====== STUDY MATERIAL ======

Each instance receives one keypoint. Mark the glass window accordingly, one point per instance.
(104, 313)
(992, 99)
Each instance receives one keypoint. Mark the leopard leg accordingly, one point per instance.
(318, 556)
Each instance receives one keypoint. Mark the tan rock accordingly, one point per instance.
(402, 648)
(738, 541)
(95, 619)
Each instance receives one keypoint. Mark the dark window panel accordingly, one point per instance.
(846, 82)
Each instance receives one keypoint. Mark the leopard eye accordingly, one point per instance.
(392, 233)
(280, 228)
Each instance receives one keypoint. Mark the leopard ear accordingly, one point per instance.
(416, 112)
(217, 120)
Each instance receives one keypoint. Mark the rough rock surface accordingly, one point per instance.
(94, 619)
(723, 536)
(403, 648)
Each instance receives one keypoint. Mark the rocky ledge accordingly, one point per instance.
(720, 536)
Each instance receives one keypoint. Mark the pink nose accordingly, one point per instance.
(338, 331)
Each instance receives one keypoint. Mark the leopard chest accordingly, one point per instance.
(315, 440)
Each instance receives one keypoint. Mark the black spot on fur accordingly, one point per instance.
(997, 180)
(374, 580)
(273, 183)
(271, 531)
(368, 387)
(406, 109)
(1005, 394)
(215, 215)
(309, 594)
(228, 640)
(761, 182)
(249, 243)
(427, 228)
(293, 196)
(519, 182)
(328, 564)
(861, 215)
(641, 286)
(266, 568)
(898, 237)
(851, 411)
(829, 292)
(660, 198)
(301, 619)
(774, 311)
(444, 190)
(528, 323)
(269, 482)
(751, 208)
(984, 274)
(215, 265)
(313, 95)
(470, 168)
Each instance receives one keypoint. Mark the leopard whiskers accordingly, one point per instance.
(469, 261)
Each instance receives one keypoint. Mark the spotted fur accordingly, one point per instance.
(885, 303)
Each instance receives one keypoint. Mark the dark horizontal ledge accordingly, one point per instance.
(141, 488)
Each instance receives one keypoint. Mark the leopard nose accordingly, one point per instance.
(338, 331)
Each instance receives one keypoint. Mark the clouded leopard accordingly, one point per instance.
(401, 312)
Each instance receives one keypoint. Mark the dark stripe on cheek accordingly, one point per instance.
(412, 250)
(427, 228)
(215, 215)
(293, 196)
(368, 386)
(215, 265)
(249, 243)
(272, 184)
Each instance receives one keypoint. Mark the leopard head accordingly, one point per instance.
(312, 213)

======
====== STUDY MATERIAL ======

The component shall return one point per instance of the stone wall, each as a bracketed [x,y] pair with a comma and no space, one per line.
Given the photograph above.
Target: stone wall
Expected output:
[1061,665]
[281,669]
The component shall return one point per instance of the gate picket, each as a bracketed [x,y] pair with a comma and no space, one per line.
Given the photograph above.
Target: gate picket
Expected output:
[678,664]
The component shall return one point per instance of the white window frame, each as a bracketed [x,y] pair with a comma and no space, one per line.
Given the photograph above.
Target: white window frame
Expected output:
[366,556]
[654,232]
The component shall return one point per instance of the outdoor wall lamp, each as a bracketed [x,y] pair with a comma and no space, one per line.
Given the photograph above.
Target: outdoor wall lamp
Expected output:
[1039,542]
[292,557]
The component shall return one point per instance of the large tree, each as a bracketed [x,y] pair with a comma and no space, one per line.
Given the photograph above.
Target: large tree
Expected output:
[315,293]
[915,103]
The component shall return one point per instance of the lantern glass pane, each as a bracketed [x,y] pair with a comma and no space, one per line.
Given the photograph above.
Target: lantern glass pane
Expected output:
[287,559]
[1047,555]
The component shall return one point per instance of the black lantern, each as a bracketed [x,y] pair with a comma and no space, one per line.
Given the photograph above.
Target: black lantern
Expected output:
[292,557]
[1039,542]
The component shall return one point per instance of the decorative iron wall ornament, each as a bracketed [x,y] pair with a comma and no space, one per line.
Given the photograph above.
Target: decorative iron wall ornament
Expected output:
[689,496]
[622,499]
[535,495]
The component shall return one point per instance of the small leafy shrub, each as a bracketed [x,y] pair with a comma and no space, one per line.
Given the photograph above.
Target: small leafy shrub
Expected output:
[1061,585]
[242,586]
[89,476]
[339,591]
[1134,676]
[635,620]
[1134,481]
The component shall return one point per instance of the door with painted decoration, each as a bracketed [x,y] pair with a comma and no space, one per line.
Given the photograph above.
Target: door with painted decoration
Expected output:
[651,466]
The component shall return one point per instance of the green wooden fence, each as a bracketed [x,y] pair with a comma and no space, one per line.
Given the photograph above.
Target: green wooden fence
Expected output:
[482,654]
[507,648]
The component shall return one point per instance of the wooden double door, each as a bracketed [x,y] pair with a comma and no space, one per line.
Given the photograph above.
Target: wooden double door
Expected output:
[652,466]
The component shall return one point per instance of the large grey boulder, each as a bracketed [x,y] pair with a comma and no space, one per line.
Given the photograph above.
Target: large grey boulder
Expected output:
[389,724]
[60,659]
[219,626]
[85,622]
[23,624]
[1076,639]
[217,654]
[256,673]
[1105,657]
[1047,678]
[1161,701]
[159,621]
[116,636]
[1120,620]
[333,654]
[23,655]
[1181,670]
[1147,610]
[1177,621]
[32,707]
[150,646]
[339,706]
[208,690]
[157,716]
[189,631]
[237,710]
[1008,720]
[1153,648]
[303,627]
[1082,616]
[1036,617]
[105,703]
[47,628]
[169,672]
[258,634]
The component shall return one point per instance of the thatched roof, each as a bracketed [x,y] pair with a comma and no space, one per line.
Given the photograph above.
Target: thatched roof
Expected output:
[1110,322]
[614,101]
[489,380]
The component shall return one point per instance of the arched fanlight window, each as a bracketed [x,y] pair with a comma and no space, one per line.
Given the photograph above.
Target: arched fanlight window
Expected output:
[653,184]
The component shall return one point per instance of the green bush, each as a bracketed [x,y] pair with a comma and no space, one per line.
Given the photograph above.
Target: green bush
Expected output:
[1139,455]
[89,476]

======
====== STUDY MATERIAL ======

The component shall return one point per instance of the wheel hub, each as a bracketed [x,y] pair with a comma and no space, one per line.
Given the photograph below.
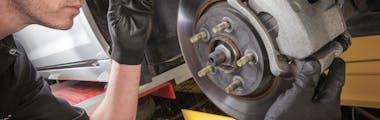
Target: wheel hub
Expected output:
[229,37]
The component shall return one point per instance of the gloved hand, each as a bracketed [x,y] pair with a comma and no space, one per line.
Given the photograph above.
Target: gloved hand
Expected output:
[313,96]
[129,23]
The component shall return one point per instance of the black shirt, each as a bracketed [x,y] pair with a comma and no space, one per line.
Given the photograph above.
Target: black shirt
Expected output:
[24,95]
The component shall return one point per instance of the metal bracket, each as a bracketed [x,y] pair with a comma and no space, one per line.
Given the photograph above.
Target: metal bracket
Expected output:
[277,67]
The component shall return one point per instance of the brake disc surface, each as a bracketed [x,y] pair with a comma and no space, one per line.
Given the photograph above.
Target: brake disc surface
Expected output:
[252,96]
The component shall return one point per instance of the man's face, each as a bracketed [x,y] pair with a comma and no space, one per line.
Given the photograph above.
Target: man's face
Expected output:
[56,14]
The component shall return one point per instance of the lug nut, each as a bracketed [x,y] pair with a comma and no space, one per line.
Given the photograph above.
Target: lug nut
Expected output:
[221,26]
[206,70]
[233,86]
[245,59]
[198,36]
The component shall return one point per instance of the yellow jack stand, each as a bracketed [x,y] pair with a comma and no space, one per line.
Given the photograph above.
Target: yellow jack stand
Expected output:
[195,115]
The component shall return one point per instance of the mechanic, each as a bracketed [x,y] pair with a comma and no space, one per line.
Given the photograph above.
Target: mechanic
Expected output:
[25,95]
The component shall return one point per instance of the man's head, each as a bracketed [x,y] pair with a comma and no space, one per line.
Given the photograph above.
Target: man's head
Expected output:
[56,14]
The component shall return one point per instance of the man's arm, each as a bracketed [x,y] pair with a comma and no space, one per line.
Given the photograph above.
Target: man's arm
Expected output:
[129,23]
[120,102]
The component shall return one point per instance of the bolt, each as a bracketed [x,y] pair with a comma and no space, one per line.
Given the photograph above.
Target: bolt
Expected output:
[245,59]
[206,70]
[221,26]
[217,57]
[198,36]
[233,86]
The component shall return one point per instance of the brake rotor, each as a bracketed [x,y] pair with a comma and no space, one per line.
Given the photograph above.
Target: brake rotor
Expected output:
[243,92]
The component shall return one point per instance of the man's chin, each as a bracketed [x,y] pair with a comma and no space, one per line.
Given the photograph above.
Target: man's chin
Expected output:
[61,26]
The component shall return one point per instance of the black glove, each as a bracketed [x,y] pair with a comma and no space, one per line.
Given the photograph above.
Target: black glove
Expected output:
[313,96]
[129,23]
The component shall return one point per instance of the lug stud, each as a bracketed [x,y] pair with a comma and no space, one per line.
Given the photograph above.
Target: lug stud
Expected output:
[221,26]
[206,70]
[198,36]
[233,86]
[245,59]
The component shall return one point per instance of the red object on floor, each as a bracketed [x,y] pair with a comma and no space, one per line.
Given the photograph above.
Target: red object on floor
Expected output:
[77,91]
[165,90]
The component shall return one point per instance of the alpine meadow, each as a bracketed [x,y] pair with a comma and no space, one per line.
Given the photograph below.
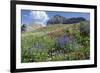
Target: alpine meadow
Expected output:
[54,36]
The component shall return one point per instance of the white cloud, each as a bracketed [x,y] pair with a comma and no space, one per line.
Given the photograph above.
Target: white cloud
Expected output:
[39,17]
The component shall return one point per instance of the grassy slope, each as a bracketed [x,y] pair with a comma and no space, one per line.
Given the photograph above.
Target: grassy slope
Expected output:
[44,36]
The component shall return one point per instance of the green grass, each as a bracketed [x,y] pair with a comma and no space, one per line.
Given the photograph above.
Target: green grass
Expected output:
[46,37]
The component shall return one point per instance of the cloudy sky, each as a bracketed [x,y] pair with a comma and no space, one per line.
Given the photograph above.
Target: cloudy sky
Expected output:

======

### TASK BRIEF
Report how many lines in the listing above have the string "bush" in them; write the number only.

### RESULT
2